#### Text extract
Stepping Stones

A woman's journey through life while juggling the affects of Psoriatic Arthritis.

Sunday, November 06, 2005

Daily Inspiration

*Note: Today I decided to do something a little different with the Daily Inspiration. Since my dear sister has been dealt another blow by life, I have decided to post something that I wrote when facing the possible loss of my brother. I pray that it gives her, and you all, some comfort. Please note that this is also copyrighted material, published and all rights reserved by myself.*

Too Soon

Though my mind is made up,
My heart says no.
I don’t want you to hurt,
Yet I can’t let you go.
You have yet to see everything
Or experience life.
I want more for you than pain.
I want more for you than strife.
Try as I may, I pray for you to live.
I beg and plead without a moment’s rest.
But if you are ready and tired of the hurt,
Go on home, it’s for the best.
Know deep in your heart,
You will always be loved.

#### Supplied entries
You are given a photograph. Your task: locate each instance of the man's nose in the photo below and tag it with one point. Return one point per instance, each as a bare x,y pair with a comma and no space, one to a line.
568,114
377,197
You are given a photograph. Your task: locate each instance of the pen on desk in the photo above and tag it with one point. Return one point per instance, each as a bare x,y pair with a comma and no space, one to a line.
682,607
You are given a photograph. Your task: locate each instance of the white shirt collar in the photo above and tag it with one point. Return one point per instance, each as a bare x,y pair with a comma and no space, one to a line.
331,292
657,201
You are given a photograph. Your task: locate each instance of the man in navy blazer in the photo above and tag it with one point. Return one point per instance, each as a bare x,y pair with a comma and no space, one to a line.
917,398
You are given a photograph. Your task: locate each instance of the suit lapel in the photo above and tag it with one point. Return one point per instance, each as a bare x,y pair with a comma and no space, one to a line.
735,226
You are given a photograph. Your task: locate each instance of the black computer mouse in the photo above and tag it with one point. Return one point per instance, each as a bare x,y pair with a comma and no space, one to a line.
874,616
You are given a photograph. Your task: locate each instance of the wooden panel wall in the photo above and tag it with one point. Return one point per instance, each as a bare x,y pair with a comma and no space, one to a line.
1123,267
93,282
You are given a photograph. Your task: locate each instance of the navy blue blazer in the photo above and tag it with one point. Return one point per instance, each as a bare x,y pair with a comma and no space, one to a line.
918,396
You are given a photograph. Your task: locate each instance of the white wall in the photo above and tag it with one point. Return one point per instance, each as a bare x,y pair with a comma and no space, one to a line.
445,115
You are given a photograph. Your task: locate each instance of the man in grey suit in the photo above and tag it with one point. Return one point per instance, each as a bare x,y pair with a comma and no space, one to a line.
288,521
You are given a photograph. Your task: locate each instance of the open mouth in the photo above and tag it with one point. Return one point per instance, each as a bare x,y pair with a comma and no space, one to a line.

#### Tasks to perform
[a] Update the part of the Stepping Stones post that opens with the words containing "Try as I may, I" and closes with "for the best.", putting "ahead" in place of "home".
[b] Which lines of the poem "Too Soon" in the Stepping Stones post begin with the word "I"?

#### Responses
[a]
Try as I may, I pray for you to live.
I beg and plead without a moment’s rest.
But if you are ready and tired of the hurt,
Go on ahead, it’s for the best.

[b]
- I don’t want you to hurt,
- I want more for you than pain.
- I want more for you than strife.
- I beg and plead without a moment’s rest.